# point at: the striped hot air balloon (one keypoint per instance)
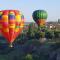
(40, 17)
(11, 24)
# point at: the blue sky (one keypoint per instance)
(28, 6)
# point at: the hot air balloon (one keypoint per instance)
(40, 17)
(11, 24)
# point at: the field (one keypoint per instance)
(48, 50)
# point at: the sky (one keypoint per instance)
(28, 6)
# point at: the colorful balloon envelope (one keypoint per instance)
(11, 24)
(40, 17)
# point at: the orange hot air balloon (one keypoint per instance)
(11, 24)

---

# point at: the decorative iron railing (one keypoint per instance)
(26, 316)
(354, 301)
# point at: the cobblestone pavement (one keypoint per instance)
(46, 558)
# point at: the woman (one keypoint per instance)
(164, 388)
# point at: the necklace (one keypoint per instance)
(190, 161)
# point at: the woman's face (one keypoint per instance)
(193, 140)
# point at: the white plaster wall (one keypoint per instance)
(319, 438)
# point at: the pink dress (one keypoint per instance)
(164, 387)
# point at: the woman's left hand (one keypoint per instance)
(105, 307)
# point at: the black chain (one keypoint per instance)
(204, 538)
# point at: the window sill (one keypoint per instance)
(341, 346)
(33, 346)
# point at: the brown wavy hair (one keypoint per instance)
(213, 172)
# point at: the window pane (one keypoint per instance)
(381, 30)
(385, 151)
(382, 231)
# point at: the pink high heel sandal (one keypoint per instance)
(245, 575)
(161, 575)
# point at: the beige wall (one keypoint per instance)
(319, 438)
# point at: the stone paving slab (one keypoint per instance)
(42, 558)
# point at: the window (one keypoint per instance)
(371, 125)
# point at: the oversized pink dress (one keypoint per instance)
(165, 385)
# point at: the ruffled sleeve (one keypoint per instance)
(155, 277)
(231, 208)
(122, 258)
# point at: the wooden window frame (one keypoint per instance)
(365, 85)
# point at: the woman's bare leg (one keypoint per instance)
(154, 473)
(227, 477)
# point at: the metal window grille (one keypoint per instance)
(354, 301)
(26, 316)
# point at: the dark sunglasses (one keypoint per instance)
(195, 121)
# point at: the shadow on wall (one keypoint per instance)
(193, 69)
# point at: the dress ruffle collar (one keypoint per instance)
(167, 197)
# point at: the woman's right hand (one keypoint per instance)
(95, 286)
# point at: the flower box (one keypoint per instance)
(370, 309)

TASK BRIEF ▸ Filter the material down to only the lines that contain the string "hand", and reproduce each such line unchanged.

SOLUTION BELOW ▸
# point at: the woman's left hand (one keypoint per instance)
# point at: the woman's right hand (one keypoint per instance)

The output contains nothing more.